▸ **WHAT IS NEEDED**: List every line in the data below that contains the string "small", matching case exactly.

▸ **EXERCISE MATERIALS**:

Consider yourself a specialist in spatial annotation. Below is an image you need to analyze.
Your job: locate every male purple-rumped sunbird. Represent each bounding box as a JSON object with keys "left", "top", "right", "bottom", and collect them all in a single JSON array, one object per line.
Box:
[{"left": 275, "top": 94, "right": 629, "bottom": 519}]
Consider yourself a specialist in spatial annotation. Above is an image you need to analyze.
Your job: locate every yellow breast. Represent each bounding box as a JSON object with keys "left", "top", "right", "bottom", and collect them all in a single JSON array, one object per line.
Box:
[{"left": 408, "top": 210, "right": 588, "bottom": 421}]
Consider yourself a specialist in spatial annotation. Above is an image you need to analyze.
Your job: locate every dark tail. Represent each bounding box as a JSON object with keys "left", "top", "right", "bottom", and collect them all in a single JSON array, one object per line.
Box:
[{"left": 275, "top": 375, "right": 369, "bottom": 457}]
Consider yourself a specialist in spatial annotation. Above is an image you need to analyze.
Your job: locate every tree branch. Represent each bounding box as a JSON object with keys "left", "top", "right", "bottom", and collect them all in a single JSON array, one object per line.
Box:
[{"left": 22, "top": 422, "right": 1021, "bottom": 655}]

---

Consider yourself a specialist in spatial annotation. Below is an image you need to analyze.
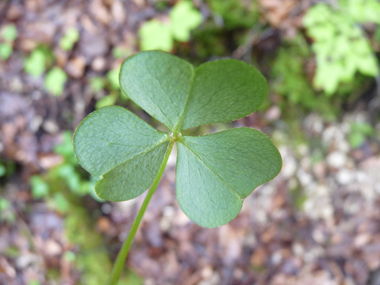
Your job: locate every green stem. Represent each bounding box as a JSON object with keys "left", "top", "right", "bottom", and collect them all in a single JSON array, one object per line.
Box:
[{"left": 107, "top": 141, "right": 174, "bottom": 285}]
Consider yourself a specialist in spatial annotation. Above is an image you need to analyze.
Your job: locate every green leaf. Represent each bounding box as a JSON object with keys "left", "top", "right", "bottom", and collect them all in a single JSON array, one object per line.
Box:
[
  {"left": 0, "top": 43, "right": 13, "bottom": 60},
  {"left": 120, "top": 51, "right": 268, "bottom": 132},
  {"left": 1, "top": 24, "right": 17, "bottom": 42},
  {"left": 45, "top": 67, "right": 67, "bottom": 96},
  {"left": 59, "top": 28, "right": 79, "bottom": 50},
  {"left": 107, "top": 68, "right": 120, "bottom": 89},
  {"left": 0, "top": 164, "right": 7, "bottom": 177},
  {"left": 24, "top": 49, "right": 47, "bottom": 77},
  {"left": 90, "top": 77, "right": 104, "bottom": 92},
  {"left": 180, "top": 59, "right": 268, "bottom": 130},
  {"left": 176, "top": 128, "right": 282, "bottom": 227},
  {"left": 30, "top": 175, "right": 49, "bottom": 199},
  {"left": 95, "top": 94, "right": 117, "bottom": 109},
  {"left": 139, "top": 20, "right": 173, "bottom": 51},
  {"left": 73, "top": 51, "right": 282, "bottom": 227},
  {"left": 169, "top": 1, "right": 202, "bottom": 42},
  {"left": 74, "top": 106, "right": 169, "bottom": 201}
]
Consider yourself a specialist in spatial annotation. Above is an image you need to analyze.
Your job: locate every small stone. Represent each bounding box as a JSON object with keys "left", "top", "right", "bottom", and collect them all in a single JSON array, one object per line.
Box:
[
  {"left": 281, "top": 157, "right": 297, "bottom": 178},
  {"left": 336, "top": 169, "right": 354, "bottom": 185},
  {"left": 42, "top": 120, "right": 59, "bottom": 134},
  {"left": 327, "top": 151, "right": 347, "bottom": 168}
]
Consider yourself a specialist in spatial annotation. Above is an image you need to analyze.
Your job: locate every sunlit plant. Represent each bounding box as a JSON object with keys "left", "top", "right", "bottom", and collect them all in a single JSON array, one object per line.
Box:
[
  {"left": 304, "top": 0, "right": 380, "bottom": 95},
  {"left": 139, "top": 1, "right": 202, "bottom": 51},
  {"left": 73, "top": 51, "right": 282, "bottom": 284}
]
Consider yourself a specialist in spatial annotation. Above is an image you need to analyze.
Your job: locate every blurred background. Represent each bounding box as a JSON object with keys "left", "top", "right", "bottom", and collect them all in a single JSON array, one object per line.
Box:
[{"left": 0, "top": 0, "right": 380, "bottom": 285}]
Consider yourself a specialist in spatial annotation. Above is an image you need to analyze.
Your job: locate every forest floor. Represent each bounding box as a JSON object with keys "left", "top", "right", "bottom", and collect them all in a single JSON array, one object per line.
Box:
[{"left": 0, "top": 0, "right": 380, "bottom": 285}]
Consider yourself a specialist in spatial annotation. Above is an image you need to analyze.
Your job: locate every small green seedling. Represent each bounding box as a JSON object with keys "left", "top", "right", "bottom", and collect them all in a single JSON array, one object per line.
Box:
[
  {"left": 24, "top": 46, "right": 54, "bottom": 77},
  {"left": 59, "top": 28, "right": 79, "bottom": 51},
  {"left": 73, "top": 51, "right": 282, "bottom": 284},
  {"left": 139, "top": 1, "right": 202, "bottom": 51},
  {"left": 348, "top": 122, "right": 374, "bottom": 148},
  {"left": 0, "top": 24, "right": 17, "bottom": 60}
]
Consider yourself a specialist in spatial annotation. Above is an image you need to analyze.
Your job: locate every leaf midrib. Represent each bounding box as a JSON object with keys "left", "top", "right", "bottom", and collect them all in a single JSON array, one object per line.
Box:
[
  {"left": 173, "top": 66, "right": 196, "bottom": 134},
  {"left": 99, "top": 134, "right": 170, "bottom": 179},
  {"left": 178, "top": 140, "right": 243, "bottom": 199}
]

---

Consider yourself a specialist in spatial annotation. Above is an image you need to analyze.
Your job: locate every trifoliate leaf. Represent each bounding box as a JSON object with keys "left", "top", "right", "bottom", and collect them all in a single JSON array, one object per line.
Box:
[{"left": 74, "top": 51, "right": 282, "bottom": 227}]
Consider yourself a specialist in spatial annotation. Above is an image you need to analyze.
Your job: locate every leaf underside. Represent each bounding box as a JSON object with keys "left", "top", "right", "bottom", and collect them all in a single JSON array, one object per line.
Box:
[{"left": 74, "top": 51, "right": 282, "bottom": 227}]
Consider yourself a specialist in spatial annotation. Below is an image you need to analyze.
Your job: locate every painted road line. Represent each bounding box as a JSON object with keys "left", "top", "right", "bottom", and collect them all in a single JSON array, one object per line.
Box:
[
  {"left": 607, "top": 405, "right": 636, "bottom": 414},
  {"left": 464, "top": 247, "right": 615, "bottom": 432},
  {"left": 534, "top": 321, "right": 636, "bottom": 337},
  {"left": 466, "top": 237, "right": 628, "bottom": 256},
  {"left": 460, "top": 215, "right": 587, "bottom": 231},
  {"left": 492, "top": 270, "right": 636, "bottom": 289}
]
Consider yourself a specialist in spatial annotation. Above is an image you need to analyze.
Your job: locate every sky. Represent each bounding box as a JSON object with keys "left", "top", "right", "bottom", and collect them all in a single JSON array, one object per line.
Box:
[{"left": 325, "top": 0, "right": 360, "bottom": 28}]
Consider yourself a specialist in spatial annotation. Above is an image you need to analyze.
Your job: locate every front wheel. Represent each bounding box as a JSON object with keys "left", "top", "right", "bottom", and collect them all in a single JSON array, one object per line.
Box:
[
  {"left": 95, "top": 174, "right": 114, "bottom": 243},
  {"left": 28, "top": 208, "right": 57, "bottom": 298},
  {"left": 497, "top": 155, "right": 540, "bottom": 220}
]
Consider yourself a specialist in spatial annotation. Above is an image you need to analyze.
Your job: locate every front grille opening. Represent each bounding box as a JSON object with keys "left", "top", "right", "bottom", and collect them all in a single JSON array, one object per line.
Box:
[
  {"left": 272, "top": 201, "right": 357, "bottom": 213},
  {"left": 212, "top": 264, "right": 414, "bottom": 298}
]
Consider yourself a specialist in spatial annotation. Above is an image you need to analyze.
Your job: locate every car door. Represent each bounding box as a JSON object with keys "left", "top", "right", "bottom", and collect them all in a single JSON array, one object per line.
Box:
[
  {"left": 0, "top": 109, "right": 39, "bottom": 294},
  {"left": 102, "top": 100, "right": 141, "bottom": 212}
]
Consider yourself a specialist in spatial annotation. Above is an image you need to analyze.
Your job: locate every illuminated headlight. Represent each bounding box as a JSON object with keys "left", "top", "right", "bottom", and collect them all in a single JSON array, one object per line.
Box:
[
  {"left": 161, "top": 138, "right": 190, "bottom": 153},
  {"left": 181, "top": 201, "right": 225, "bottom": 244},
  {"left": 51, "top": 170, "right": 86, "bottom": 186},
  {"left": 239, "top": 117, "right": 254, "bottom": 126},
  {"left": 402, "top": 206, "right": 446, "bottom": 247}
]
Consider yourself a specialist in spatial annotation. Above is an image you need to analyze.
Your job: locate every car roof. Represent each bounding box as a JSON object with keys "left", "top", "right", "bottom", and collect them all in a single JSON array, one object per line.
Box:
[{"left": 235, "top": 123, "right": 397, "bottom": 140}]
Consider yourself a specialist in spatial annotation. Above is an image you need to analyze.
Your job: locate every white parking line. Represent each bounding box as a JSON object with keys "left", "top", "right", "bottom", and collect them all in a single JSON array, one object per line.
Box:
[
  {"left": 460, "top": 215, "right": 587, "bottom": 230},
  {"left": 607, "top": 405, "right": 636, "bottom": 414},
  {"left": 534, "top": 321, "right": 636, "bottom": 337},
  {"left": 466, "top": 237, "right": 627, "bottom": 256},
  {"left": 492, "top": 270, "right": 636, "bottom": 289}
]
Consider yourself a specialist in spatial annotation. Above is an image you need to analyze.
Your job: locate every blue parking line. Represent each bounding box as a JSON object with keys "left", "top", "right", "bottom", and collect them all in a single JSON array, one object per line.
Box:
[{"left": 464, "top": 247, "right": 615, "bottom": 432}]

▸ **RESPONSE**:
Your job: locate every small stone. Represent each bounding box as a JSON object with keys "left", "top", "right", "bottom", and collect them all in a single JSON array, one object per line.
Your job: locate every small green seedling. Represent each bounding box as a JSON object with keys "left", "top", "right", "bottom", and collect them all in a single JSON array, one object per line.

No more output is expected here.